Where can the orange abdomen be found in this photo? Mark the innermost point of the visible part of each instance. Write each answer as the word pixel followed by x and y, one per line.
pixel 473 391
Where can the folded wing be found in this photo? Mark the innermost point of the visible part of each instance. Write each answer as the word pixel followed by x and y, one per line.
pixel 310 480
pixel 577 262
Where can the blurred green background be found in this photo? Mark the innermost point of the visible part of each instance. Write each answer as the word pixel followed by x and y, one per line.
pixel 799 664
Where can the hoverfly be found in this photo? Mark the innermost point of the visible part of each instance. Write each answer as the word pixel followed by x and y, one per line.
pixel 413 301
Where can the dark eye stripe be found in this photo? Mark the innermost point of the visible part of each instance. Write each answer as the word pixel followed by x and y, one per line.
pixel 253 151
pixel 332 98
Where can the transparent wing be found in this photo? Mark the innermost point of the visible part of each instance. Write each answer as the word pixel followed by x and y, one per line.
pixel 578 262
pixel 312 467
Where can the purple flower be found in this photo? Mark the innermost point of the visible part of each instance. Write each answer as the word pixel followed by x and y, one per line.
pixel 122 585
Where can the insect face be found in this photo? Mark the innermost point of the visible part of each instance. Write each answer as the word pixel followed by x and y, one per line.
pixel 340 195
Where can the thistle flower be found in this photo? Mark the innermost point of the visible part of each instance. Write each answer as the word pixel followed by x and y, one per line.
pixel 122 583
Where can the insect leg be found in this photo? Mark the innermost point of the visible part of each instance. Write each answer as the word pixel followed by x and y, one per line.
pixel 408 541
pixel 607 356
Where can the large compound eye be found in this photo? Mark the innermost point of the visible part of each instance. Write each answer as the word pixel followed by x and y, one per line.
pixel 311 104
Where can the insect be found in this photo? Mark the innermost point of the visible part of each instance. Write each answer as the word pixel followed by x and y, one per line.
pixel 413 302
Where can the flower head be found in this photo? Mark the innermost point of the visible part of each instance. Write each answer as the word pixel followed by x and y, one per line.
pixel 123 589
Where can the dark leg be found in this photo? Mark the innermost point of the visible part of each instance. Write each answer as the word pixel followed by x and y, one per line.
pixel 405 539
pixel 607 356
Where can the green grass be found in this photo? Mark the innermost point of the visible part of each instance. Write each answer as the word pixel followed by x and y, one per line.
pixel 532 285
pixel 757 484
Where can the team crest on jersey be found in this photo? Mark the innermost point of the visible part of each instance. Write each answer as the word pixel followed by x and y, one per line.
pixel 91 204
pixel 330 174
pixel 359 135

Goal. Could you copy out, word for word, the lines from the one containing "Where can the blurred" up to and including the one containing "pixel 312 467"?

Output.
Where can the blurred green background be found in this photo? Mark the innermost point of the visible part of each instance. Write each answer as the word pixel followed by x and y, one per line.
pixel 799 664
Where can the hoverfly be found in this photo? Mark the innermost point of the visible part of each instance. Write each answer as the word pixel followed by x and y, one per line.
pixel 413 301
Where can the dark eye stripe be found in this photo? Mark the innermost point of the visible part of each instance. Write each answer as the word pixel followed by x and y, one per line.
pixel 253 151
pixel 332 98
Where can the transparent wing be found in this photo? Mark the innermost point of the visible part of each instance. Write each answer as the word pixel followed by x and y, one per line.
pixel 578 262
pixel 312 467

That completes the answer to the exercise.